## [Stated exercise]
Quote each record exactly, please, leaving none out.

## [Records from a data source]
###

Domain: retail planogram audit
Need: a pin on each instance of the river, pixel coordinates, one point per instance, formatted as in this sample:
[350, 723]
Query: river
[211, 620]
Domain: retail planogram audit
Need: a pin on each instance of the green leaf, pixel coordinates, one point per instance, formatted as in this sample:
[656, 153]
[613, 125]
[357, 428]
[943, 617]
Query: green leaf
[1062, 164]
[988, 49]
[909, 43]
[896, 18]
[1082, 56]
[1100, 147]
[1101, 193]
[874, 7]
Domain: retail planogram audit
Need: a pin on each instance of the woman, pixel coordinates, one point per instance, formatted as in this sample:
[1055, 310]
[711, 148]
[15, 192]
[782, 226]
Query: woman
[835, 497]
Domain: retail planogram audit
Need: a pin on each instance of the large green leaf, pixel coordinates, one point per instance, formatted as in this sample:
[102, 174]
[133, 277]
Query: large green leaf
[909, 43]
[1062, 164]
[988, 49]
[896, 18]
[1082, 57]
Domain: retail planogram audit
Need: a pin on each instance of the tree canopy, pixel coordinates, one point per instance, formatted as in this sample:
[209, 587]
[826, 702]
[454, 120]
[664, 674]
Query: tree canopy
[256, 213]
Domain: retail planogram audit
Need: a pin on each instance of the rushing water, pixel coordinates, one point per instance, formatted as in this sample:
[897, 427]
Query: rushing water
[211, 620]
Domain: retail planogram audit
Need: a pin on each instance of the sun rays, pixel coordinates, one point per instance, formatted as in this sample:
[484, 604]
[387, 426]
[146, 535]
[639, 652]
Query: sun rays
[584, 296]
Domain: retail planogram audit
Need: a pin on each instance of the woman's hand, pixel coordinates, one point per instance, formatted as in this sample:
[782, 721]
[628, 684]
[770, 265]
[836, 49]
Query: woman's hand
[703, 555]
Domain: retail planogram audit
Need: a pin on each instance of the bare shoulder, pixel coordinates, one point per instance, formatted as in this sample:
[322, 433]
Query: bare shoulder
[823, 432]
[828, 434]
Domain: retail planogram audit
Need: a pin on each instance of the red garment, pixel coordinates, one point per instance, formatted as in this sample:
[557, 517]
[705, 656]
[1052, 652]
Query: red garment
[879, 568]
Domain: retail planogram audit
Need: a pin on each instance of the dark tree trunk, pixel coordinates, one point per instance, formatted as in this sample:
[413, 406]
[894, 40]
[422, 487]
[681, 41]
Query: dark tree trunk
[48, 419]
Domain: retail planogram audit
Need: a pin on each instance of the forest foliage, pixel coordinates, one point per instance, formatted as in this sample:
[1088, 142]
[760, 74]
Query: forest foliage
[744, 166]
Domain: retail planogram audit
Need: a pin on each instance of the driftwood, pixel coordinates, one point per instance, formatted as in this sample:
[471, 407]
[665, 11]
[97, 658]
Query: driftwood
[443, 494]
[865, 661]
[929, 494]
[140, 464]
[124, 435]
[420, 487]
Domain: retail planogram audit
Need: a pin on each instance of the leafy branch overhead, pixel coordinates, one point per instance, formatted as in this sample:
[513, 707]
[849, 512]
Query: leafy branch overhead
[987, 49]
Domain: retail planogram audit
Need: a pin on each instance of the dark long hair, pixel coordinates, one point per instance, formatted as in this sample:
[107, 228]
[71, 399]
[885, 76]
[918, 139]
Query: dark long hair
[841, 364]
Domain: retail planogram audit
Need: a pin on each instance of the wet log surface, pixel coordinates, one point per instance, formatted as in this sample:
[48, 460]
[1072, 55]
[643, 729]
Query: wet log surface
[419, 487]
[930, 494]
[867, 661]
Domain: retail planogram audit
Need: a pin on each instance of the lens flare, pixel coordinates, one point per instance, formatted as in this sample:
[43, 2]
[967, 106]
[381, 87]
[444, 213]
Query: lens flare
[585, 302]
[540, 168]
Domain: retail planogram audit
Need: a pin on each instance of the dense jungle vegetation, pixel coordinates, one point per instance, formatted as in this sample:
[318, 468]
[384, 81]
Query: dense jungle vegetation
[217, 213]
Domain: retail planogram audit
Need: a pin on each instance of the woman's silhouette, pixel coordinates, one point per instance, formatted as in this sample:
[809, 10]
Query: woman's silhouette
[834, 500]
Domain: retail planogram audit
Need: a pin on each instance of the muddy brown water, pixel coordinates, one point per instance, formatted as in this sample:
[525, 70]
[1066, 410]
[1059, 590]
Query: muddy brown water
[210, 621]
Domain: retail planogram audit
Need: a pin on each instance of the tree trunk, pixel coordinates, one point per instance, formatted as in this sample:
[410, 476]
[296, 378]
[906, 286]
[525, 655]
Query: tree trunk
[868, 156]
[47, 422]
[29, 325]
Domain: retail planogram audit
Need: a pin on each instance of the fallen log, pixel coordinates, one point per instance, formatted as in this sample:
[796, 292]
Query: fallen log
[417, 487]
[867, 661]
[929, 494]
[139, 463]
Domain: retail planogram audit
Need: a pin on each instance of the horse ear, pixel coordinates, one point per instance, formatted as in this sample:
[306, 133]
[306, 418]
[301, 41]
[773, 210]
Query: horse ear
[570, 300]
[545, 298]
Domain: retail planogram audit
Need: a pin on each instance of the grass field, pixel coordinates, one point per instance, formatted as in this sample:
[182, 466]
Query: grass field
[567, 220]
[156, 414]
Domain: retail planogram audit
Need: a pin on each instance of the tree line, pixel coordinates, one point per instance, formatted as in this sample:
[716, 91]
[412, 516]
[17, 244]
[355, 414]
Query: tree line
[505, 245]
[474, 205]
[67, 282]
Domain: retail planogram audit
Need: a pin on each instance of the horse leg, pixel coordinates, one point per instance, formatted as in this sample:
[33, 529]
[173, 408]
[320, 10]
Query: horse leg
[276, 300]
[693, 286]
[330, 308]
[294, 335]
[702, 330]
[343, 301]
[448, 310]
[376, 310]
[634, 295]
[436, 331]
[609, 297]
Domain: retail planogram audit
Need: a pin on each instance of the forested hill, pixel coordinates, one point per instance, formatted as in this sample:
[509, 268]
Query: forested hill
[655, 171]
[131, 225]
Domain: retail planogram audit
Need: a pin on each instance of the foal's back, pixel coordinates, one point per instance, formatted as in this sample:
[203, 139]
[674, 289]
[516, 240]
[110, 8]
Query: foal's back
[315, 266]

###

## [Written response]
Domain: retail planogram audit
Need: a pin on each instance of the river, pixel coordinates, one point per instance, formatted as in this sample:
[350, 723]
Query: river
[211, 620]
Domain: retail planogram audit
Need: a pin on each instance of the green leaf, pixel coordinates, one point per instance, formatted as in this sample:
[656, 153]
[613, 125]
[357, 428]
[943, 617]
Query: green leaf
[1062, 164]
[988, 49]
[909, 43]
[896, 18]
[1082, 56]
[1100, 147]
[1101, 193]
[874, 7]
Domain: retail planogram audit
Need: a pin on each instance of the woman, pixel coordinates, one point per instance, formatted as in this sample:
[1055, 310]
[711, 148]
[15, 192]
[782, 226]
Query: woman
[835, 497]
Domain: retail planogram audit
Need: a pin on each instance of the large green leaf, pixel coordinates, one point per instance, formatted as in this sample:
[102, 174]
[133, 277]
Query: large green leaf
[909, 43]
[1062, 164]
[988, 49]
[896, 18]
[1082, 57]
Domain: retail planogram audit
Need: a pin on each instance of the tree canopy, pixel coordinates, one point per instance, formatted as in this sample:
[209, 587]
[826, 702]
[454, 120]
[664, 674]
Query: tree canopy
[256, 213]
Domain: retail planogram audit
Need: a pin on each instance of the rushing water, pixel coordinates, one point per instance, formatted as in this sample:
[897, 427]
Query: rushing water
[211, 620]
Domain: retail planogram audit
Need: a pin on each instance of the sun rays, pixel coordinates, one point per instance, formatted as in this sample:
[484, 604]
[387, 426]
[146, 535]
[639, 652]
Query: sun rays
[584, 296]
Domain: retail planogram audit
Need: a pin on each instance of the woman's hand, pixel coordinates, one point per instance, formatted as in this sample:
[782, 721]
[628, 684]
[770, 265]
[836, 49]
Query: woman's hand
[703, 555]
Domain: retail planogram audit
Need: a pin on each instance of the bare shoulder, pixel coordinates, one point per instance, formatted as in this sample:
[322, 433]
Query: bare shoulder
[823, 432]
[828, 434]
Domain: retail planogram audit
Need: a pin on each instance of the red garment, pixel coordinates, one point per instance, formatted as in this sample:
[557, 517]
[705, 656]
[1052, 652]
Query: red garment
[879, 568]
Domain: retail planogram audit
Need: a pin on each instance of the dark tree trunk, pixel coordinates, one point per instance, formatted as in this sample:
[413, 406]
[894, 40]
[422, 487]
[681, 41]
Query: dark tree trunk
[48, 419]
Domain: retail planogram audit
Need: a pin on each instance of the forest foliage, pixel coordinates, one point per instance, formatted as in this sample:
[1088, 142]
[760, 74]
Query: forest foliage
[744, 166]
Domain: retail planogram audit
Need: a pin on each instance of the driftwood, pixel coordinates, one point per instance, formatted as in this sample:
[471, 407]
[665, 11]
[97, 658]
Query: driftwood
[443, 494]
[865, 661]
[929, 494]
[140, 464]
[124, 435]
[420, 487]
Domain: retail planogram audit
Need: a pin on each instance of the leafy branch overhead, pixel coordinates, one point per instance, formatted as in this sample:
[513, 707]
[849, 512]
Query: leafy branch overhead
[987, 49]
Domain: retail planogram audit
Need: a pin on each instance of the dark long hair, pixel coordinates, one point per instance, formatted as in this sample:
[107, 228]
[71, 399]
[885, 76]
[918, 139]
Query: dark long hair
[841, 364]
Domain: retail planogram audit
Need: a pin on each instance of the wet log surface, pixel coordinates, one point per instance, formatted as in this sample:
[48, 460]
[1072, 55]
[643, 729]
Query: wet log surface
[419, 487]
[930, 494]
[867, 661]
Domain: retail planogram audit
Need: a pin on each instance of the lens flare, pixel coordinates, one point per instance, formatted as in this sample:
[43, 2]
[967, 106]
[381, 87]
[444, 213]
Query: lens flare
[585, 302]
[540, 168]
Domain: retail planogram audit
Need: a pin on each instance of the dense jungle vegetation, pixel coordinates, one point per instance, formatted as in this sample:
[318, 468]
[384, 81]
Query: dense jungle vegetation
[217, 213]
Domain: retail planogram audit
Need: a pin on each instance of the woman's silhouette, pixel coordinates, one point per instance, formatted as in this sample:
[809, 10]
Query: woman's silhouette
[834, 500]
Domain: retail planogram audit
Need: a pin on each instance of the muddy brown water, pixel coordinates, one point per instance, formatted as in this sample:
[525, 70]
[1066, 410]
[1059, 590]
Query: muddy brown water
[210, 621]
Domain: retail planogram audit
Need: a pin on each instance of the tree trunk, pixel coordinates, one point per instance, formatted as in this sample:
[410, 476]
[296, 378]
[906, 286]
[525, 655]
Query: tree trunk
[868, 156]
[47, 422]
[29, 325]
Domain: retail planogram audit
Need: a pin on each instance of the fallen log, pixel coordinates, one point per instance, formatted as in this sample:
[796, 292]
Query: fallen log
[417, 487]
[867, 661]
[929, 494]
[139, 463]
Domain: retail planogram audit
Need: a pin on each instance of the horse ear, pixel coordinates, one point per instance, formatted as in this sample:
[306, 133]
[306, 418]
[301, 41]
[773, 210]
Query: horse ear
[570, 300]
[545, 298]
Domain: retail planogram audit
Need: a pin on each instance of the grass field, pixel coordinates, one point per instance, formatted as in this sample:
[182, 466]
Query: grass field
[567, 220]
[156, 414]
Domain: retail planogram audit
Need: a pin on each instance of the tree line, pixel coordinates, one point per instance, formatted as in this sample:
[716, 91]
[412, 516]
[17, 244]
[355, 414]
Query: tree line
[505, 245]
[474, 205]
[67, 282]
Domain: retail planogram audit
Need: a pin on each instance of the horse leg, pixel coordinates, one point per instance, formatted as in this sample:
[33, 529]
[173, 408]
[320, 10]
Query: horse leg
[276, 300]
[693, 286]
[330, 308]
[294, 335]
[702, 330]
[343, 301]
[448, 310]
[376, 310]
[634, 295]
[436, 331]
[609, 297]
Domain: retail planogram audit
Need: a pin on each instance of the forested hill, pixel coordinates, one point per instance, formatted as in this sample:
[509, 268]
Query: forested hill
[655, 171]
[131, 225]
Domain: retail planogram audit
Need: a pin on each instance of the foal's back, pixel coordinates, one point per instance, formatted as in this sample:
[203, 139]
[674, 289]
[516, 240]
[110, 8]
Query: foal's back
[315, 266]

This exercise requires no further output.